→ Text shown:
--- Start ---

You want us to be able to decide to work more or less, to consume more or less, and so on, freely. None of this is lost in a parecon, and what is gained is an actual viable infrastructure for facilitating these choices. Suppose in social ecology you want to consume something really major. Do you just do it? No that wouldn’t be socially responsible. Do you just forget about it? That also makes no sense, you want it. I think you put in to work more so as to have a larger budget, so as to be able to afford it. But how much more? I think, again, parecon is an economic system, with no assumed can openers (I hope), that social ecologists should find congenial.
I wrote, earlier, “I just don’t think saying that local assemblies are going to be deciding economic outcomes offers a serious explanation of how these fine values are to be attained while also orienting production to meet needs and fulfill potentials.”
You reply: “I’d say this is an open question; we don’t have enough practical experience with either of our respective visions to give a definitive answer yet.”
Well, of course we can only put forth a vision and test and try it, and so on, refining as we proceed. But a vision has to answer the question, at least, it seems to me, to be saying enough to be able to be evaluated and to be a touchstone for strategy, etc.
And you add, “But it isn’t clear to me why you think that assemblies are structurally incapable of deciding economic outcomes, if that is in fact what you’re getting at. You seem to be saying that the same group of people (namely, all the workers and consumers in a given locality, in your terms) will be able to decide economic outcomes and orient production if they do so via the mechanism of councils, but not if they do so via the mechanism of assemblies.”

--- End ---

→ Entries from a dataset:
--- Start ---

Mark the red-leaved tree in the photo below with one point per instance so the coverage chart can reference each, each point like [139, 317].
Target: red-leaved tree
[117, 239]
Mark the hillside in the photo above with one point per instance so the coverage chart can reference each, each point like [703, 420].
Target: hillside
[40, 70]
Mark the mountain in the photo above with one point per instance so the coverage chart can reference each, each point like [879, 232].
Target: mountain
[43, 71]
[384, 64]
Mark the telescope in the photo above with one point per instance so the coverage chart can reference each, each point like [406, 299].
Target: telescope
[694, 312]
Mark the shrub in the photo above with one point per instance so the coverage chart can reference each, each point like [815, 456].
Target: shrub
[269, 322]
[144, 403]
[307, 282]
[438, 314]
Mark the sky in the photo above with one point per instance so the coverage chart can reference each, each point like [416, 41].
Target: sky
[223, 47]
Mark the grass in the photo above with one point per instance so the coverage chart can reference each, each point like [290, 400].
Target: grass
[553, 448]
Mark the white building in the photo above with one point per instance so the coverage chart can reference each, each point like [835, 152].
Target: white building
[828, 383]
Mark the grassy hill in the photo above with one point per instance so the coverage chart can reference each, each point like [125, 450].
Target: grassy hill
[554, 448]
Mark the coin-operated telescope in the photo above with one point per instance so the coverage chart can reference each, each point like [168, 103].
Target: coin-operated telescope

--- End ---

→ Work to be completed:
In the passage on parecon and social ecology above, repeat word for word the part from "Well, of course" up to and including "for strategy, etc.".

→ The reply:
Well, of course we can only put forth a vision and test and try it, and so on, refining as we proceed. But a vision has to answer the question, at least, it seems to me, to be saying enough to be able to be evaluated and to be a touchstone for strategy, etc.